Stored data

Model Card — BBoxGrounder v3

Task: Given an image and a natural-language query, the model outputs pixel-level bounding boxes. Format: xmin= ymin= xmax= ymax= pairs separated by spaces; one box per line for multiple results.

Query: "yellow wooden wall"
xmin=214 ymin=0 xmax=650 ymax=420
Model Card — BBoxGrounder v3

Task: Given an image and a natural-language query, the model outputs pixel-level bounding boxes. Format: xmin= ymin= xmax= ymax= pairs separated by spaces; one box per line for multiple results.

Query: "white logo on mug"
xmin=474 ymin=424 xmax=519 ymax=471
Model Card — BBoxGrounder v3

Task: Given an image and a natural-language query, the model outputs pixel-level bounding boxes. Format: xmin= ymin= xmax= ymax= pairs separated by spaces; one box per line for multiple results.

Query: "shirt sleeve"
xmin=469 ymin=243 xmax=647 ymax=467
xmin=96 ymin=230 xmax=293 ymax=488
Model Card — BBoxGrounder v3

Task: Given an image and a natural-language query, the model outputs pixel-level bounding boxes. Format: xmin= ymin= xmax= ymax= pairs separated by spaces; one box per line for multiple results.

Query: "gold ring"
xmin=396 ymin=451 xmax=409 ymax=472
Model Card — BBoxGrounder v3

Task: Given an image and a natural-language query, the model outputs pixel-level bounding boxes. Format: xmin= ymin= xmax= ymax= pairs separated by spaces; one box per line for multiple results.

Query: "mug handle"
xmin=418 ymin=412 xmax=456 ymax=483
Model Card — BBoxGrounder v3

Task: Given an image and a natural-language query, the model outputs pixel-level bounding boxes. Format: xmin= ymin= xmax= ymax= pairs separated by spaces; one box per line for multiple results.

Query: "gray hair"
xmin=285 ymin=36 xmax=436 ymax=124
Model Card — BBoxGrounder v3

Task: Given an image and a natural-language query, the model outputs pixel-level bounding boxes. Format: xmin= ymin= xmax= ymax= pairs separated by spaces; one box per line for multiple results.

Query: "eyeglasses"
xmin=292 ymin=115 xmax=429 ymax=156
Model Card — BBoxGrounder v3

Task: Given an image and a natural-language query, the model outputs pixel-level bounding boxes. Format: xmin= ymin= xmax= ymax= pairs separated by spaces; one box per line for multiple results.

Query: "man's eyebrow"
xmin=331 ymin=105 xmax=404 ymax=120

Task to carry out
Reproduce the records from their start through the line containing "xmin=214 ymin=0 xmax=650 ymax=420", both ends included and every line given, the requests among them. Raise each bounding-box coordinate in the answers by 45.

Solution to this task
Model Card — BBoxGrounder v3

Task: Given an image and a natural-language query, the model outputs pixel-level bounding boxes. Format: xmin= ymin= xmax= ymax= pairs separated by spaces; one box per line for multiple results.

Query: "yellow wooden wall"
xmin=259 ymin=45 xmax=695 ymax=465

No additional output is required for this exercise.